Exactly as written, reproduce all of the entries.

──────

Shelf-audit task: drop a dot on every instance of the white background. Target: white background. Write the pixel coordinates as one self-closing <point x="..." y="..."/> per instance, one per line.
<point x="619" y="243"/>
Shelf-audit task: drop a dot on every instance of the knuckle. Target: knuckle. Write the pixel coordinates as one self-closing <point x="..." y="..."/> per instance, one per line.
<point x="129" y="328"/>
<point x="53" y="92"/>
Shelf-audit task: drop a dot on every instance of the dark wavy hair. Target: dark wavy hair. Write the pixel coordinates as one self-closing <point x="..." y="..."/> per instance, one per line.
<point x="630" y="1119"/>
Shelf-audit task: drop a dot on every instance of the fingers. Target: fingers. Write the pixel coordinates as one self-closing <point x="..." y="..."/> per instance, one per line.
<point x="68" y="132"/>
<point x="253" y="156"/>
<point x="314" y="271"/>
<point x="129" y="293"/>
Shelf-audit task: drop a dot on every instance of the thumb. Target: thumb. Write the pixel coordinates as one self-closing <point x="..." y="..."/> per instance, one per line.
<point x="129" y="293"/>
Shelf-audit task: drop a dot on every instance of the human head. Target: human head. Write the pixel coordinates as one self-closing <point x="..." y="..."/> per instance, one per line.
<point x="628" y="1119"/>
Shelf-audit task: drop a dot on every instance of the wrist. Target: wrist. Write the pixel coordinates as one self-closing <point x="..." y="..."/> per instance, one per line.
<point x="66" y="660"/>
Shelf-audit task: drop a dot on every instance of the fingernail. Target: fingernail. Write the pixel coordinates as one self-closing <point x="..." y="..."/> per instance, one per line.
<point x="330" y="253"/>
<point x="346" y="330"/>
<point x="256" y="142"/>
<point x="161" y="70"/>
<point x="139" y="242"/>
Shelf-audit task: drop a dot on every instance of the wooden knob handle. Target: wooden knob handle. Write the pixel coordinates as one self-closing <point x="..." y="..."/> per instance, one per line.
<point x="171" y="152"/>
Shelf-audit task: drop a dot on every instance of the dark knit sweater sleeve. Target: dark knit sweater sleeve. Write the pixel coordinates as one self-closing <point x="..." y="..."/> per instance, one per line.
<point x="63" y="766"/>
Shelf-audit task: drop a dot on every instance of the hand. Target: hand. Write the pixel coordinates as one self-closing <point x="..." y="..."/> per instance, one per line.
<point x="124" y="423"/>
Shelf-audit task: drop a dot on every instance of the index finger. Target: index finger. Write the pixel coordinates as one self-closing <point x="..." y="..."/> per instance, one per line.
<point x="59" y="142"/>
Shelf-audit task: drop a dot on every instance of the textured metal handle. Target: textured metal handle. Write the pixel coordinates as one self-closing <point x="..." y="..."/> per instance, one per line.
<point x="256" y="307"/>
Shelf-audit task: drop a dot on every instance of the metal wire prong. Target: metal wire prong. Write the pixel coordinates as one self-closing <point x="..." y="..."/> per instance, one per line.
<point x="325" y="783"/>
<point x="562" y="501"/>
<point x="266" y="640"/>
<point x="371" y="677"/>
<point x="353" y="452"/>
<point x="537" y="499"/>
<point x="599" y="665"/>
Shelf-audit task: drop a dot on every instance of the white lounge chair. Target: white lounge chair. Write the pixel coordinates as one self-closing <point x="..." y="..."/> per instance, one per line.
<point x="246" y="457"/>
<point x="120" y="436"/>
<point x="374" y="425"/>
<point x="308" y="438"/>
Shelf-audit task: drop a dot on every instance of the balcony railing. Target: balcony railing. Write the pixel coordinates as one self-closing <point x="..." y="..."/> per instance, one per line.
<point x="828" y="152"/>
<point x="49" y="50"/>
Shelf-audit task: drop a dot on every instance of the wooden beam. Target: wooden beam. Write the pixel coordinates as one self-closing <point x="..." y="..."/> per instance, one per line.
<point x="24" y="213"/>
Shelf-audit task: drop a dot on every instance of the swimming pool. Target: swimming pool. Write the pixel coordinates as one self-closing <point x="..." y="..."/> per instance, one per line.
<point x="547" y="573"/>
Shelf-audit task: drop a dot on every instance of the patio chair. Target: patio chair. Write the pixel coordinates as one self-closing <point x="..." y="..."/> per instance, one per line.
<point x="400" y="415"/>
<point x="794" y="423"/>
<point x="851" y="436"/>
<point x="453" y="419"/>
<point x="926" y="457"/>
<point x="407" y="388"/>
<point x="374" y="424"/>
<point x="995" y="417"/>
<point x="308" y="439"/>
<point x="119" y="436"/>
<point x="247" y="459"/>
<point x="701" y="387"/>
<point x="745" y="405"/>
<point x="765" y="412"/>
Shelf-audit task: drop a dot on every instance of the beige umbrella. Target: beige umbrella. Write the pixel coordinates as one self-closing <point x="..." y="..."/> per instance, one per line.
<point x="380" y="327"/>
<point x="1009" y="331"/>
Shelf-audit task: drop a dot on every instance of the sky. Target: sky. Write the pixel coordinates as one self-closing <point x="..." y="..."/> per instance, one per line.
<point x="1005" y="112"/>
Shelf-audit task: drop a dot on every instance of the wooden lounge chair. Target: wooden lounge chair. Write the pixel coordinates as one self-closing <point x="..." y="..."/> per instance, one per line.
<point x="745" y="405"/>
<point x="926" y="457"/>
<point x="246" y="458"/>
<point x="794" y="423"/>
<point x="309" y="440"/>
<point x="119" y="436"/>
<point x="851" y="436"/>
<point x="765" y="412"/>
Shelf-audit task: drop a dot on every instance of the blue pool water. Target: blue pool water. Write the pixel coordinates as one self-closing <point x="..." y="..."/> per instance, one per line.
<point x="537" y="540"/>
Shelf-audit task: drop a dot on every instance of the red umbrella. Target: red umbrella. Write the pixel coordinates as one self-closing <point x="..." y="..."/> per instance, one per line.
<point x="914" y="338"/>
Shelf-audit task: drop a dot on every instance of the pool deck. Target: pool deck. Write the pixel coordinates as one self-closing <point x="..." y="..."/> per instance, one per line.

──────

## Task output
Shelf-audit task: drop a dot on every instance of the white background. Target: white background. Write the pixel coordinates as one self-closing <point x="..." y="..."/> per instance, one per line.
<point x="619" y="243"/>
Shelf-audit task: drop a dot on every instance of the knuckle. Target: knuckle. Write the pixel coordinates as one self-closing <point x="..." y="..."/> per instance, one per line.
<point x="129" y="328"/>
<point x="53" y="92"/>
Shelf-audit task: drop a dot on every instance of the dark wavy hair. Target: dark wavy hair. Write the pixel coordinates as one self-closing <point x="..." y="..."/> per instance, one per line.
<point x="630" y="1119"/>
Shelf-audit task: drop a dot on every instance of the fingers. Target: fingers. Write the pixel coordinates as one self-closing <point x="..." y="..."/> per instance, one per line.
<point x="68" y="132"/>
<point x="253" y="156"/>
<point x="314" y="271"/>
<point x="129" y="293"/>
Shelf-audit task: drop a dot on every instance of the thumb. Target: thumb. Write the pixel coordinates as one self-closing <point x="..." y="..."/> per instance, one per line.
<point x="129" y="293"/>
Shelf-audit task: drop a dot on every instance of the human head. Target: human head. Write the pixel coordinates as one self-closing <point x="..." y="..."/> per instance, one per line.
<point x="628" y="1119"/>
Shelf-audit task: drop a dot on every instance of the wrist. Target: wrist. Write the pixel coordinates as one self-closing <point x="..." y="..."/> per instance, one per line.
<point x="66" y="660"/>
Shelf-audit task: drop a dot on every instance of the fingernail. Target: fingernail. Write the pixel coordinates as one self-closing <point x="..." y="..."/> per instance, one per line.
<point x="330" y="253"/>
<point x="346" y="330"/>
<point x="256" y="142"/>
<point x="161" y="70"/>
<point x="139" y="242"/>
Shelf-audit task: drop a dot on every instance of the wooden knob handle. Target: wooden knob handle. Write the pixel coordinates as one self-closing <point x="..." y="..."/> per instance, one per line.
<point x="171" y="152"/>
Shelf-audit task: drop a dot on every instance of the dark knit sweater sleeve. Target: dark knit sweater sleeve. Write the pixel coordinates as one self-closing <point x="..." y="..."/> per instance, one per line.
<point x="63" y="766"/>
Shelf-audit task: drop a dot on every instance of the hand. Target: hand. Write the pixel coordinates as one self-closing <point x="..." y="..."/> per instance, one per line.
<point x="124" y="423"/>
Shelf-audit task: drop a dot on every instance of the index finger. Target: index finger. Write the pixel coordinates as one self-closing <point x="..." y="..."/> per instance, one per line.
<point x="59" y="142"/>
Shelf-audit task: drop a dot on every instance of the textured metal handle. Target: textured metal handle. Write the pixel coordinates as one self-closing <point x="..." y="..."/> per instance, one per line.
<point x="256" y="307"/>
Shelf-audit task: drop a dot on every instance of the metal wire prong. Target: metal wire prong. Write the pixel coordinates as one self-closing <point x="..." y="..."/> per instance, one per line.
<point x="325" y="783"/>
<point x="562" y="501"/>
<point x="266" y="640"/>
<point x="371" y="677"/>
<point x="353" y="452"/>
<point x="537" y="499"/>
<point x="599" y="665"/>
Shelf-audit task: drop a dot on every instance of the white lounge chair. Target: white lounge chair. Write the pixel coordinates as one self-closing <point x="..." y="..."/> per instance, one per line.
<point x="246" y="457"/>
<point x="120" y="436"/>
<point x="374" y="425"/>
<point x="308" y="438"/>
Shelf-audit task: drop a dot on every instance of the balcony railing. Target: balcony railing. Write the pixel coordinates as one self-closing <point x="..." y="..."/> per instance, one per line.
<point x="828" y="152"/>
<point x="49" y="50"/>
Shelf-audit task: drop a dot on every instance of the wooden beam. Target: wooden beam. Write the pixel coordinates as one self-closing <point x="..." y="..."/> per instance, one per line.
<point x="24" y="213"/>
Shelf-audit task: drop a dot on every instance of the swimming pool. Target: swimming pool. Write the pixel coordinates as one self-closing <point x="..." y="..."/> per instance, one per line.
<point x="547" y="573"/>
Shelf-audit task: drop a dot on every instance of the patio chair. Target: patio chair. Write the pixel coordinates as one self-closing <point x="..." y="..."/> per instance, one per line.
<point x="400" y="415"/>
<point x="794" y="423"/>
<point x="851" y="436"/>
<point x="453" y="419"/>
<point x="926" y="457"/>
<point x="407" y="388"/>
<point x="374" y="424"/>
<point x="995" y="417"/>
<point x="308" y="439"/>
<point x="119" y="436"/>
<point x="247" y="459"/>
<point x="701" y="387"/>
<point x="745" y="405"/>
<point x="765" y="412"/>
Shelf-audit task: drop a dot on every instance of the beige umbrella. Target: beige umbrella. Write the pixel coordinates as one self-closing <point x="..." y="..."/> per instance, one per line.
<point x="380" y="327"/>
<point x="1009" y="331"/>
Shelf-audit task: drop a dot on every instance of the sky. Target: sky. Write the pixel coordinates as one self-closing <point x="..." y="..."/> per instance, one per line.
<point x="1005" y="112"/>
Shelf-audit task: drop a dot on every instance of the wooden lounge chair. Target: wooden lounge chair. Write the pixel coordinates as one self-closing <point x="..." y="..."/> per instance, one per line.
<point x="745" y="405"/>
<point x="926" y="457"/>
<point x="246" y="458"/>
<point x="794" y="423"/>
<point x="309" y="440"/>
<point x="119" y="436"/>
<point x="851" y="436"/>
<point x="765" y="412"/>
Shelf-audit task: drop a dot on every instance of the blue pool water. Target: blue pool water. Write the pixel coordinates as one self-closing <point x="..." y="..."/> per instance, one per line.
<point x="537" y="540"/>
Shelf-audit task: drop a dot on every instance of the red umbrella. Target: red umbrella. Write the pixel coordinates as one self-closing <point x="..." y="..."/> per instance, one per line.
<point x="914" y="338"/>
Shelf-audit task: drop a dot on every instance of the pool deck. Target: pool deck. Write the pixel coordinates as one self-closing <point x="..." y="..."/> per instance, one per line.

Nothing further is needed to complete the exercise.